> **WORKING DATA**
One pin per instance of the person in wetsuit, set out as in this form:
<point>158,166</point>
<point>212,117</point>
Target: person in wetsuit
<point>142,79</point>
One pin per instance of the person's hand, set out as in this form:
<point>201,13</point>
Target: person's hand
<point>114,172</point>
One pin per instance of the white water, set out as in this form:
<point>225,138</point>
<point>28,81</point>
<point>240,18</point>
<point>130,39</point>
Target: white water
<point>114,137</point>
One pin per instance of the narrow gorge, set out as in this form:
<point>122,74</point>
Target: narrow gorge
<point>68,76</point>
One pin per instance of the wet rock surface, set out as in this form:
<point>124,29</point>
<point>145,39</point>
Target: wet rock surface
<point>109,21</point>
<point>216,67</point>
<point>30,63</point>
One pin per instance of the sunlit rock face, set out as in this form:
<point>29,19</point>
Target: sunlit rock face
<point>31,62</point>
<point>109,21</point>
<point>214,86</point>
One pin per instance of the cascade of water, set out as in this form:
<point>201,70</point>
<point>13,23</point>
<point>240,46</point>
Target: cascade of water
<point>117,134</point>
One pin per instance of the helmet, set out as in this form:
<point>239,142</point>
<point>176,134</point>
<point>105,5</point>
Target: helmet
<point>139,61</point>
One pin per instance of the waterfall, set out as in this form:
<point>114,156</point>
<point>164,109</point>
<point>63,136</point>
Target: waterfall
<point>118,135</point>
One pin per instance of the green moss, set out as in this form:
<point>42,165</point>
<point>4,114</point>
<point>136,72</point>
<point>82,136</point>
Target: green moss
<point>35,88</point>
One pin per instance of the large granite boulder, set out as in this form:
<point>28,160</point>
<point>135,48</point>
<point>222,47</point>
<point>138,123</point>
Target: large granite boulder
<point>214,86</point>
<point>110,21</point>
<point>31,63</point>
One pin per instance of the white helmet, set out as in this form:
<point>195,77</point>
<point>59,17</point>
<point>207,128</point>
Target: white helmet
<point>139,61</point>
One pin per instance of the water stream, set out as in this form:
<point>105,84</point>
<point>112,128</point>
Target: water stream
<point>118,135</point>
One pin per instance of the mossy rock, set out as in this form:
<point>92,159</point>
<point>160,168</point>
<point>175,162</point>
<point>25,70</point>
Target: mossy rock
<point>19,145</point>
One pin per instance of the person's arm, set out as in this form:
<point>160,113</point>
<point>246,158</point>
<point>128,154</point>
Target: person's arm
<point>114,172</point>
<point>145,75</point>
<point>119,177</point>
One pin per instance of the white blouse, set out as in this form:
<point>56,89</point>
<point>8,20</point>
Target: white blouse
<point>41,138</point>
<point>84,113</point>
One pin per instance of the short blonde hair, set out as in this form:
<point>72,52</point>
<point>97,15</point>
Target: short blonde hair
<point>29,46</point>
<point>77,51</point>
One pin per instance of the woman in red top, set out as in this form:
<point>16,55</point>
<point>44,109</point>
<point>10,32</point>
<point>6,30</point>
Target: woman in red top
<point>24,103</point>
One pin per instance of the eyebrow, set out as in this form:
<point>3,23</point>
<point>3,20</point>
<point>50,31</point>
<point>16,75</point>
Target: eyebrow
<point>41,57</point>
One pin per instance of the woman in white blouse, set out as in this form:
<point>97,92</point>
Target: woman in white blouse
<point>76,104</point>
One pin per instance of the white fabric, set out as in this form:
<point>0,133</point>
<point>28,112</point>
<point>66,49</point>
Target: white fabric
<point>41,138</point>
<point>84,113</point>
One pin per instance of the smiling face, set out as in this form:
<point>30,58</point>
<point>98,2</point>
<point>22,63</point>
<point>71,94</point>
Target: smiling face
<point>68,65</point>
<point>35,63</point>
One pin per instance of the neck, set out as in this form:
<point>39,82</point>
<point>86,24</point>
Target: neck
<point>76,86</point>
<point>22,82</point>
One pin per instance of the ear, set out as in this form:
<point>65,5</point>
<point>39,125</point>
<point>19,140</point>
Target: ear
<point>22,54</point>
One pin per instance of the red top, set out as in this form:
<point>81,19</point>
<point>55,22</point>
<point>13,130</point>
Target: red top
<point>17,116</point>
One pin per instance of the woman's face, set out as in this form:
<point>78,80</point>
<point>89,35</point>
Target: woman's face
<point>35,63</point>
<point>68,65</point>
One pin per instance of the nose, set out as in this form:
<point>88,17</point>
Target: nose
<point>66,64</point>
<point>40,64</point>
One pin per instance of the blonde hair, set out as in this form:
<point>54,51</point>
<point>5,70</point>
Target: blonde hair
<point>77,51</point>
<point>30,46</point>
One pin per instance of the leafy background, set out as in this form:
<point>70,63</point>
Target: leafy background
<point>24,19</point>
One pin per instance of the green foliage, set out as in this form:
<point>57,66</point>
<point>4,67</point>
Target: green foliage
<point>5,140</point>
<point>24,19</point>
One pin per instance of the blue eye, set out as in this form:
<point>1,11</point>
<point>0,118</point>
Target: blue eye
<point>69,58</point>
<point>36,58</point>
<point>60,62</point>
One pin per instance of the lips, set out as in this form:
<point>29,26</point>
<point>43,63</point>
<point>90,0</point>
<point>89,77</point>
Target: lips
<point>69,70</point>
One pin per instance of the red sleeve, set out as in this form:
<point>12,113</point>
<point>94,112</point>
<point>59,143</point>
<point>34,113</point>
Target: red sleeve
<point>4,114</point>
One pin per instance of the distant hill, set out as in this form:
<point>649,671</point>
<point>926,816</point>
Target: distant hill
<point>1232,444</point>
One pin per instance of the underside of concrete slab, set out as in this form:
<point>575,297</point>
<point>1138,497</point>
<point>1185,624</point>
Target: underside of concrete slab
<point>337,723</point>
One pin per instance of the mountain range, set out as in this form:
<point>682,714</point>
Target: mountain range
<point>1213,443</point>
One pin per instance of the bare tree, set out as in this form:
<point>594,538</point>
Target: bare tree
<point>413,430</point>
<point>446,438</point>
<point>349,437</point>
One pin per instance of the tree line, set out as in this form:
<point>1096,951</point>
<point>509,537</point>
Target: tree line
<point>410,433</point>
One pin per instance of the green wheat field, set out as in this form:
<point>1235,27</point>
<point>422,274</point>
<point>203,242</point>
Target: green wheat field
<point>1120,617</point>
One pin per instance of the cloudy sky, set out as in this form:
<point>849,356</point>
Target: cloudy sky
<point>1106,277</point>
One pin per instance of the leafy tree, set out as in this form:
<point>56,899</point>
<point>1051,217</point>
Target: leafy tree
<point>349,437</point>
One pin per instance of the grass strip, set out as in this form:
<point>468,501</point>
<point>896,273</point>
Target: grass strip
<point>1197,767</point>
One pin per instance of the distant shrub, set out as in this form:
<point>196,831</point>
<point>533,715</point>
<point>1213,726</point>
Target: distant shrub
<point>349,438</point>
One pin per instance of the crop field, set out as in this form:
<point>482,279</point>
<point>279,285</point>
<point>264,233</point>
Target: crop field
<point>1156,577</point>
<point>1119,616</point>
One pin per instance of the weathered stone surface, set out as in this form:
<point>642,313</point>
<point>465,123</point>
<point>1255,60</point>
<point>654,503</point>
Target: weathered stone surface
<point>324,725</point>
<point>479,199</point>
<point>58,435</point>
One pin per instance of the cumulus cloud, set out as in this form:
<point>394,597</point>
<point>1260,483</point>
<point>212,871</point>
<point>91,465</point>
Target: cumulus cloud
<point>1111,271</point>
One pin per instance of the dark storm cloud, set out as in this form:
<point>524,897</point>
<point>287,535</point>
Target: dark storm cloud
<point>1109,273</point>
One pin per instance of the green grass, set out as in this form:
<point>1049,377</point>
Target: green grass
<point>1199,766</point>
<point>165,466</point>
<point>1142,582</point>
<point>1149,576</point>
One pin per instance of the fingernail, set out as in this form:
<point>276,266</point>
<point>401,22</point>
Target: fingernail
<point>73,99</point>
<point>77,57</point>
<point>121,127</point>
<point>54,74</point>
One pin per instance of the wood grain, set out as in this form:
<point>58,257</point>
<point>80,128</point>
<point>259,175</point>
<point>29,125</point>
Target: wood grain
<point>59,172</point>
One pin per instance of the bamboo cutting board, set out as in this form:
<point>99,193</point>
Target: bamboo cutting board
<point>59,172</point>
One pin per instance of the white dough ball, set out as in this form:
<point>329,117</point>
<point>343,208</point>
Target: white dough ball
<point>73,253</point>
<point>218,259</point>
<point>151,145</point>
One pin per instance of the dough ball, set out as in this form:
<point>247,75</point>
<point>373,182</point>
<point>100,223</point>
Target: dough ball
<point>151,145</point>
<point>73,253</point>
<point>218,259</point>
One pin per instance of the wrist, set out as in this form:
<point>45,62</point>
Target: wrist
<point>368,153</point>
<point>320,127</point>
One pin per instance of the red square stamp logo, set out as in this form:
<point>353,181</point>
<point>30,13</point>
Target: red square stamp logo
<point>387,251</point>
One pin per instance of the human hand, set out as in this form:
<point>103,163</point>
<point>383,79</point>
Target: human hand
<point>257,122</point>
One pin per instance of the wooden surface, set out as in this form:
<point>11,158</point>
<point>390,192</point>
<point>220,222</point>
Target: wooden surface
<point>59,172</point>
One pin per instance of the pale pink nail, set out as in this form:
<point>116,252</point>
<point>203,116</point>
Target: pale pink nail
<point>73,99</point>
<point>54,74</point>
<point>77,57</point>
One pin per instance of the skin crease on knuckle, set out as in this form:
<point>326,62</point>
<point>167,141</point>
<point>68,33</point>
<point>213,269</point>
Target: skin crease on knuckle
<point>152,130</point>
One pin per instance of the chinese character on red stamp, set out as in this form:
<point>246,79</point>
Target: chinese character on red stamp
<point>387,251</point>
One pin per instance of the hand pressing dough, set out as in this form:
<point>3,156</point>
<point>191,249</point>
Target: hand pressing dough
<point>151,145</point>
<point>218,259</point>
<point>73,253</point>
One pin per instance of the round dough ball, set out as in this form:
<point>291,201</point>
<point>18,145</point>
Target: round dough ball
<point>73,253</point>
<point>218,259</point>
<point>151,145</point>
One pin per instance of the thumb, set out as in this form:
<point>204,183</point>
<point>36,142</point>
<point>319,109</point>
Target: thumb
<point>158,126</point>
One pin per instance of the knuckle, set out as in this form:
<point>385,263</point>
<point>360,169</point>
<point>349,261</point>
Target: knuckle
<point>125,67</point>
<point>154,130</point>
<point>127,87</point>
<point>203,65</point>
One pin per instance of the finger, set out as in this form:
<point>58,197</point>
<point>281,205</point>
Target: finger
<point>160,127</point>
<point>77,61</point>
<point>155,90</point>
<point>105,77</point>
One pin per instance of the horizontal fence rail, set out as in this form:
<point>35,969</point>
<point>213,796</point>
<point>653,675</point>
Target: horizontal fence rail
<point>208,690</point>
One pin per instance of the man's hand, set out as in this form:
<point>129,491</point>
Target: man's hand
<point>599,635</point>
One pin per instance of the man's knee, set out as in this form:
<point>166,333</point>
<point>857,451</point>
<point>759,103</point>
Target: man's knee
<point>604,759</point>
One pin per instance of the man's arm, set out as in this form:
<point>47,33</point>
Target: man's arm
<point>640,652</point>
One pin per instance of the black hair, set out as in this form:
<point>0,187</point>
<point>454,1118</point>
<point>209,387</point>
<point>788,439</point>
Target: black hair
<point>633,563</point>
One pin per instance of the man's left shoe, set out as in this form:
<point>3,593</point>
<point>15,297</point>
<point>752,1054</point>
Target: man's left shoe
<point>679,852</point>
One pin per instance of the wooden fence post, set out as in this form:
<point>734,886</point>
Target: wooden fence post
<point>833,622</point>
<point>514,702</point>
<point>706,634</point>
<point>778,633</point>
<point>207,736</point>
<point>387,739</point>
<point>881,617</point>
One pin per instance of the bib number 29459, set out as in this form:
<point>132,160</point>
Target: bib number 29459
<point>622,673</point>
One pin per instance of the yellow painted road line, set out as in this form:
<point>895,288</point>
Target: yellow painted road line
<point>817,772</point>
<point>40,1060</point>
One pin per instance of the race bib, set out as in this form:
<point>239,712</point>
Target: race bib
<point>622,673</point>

> **SHORT TASK**
Lines from the one containing "One pin per instance of the wooden fence" through the final line are to be given again verbatim, with nothing before or after.

> **OUTPUT**
One pin per instance of the wooden fence post, set out as in this form:
<point>734,886</point>
Target: wooden fence post
<point>833,622</point>
<point>514,702</point>
<point>706,634</point>
<point>778,633</point>
<point>207,736</point>
<point>387,739</point>
<point>881,617</point>
One pin per instance of the bib number 29459, set out as in this form:
<point>132,160</point>
Target: bib number 29459
<point>622,673</point>
One pin per instance of the yellow painted road line, set out as in this form:
<point>895,288</point>
Target: yellow painted road line
<point>817,772</point>
<point>40,1060</point>
One pin per instance of the race bib, set out as in this form:
<point>239,712</point>
Target: race bib
<point>622,673</point>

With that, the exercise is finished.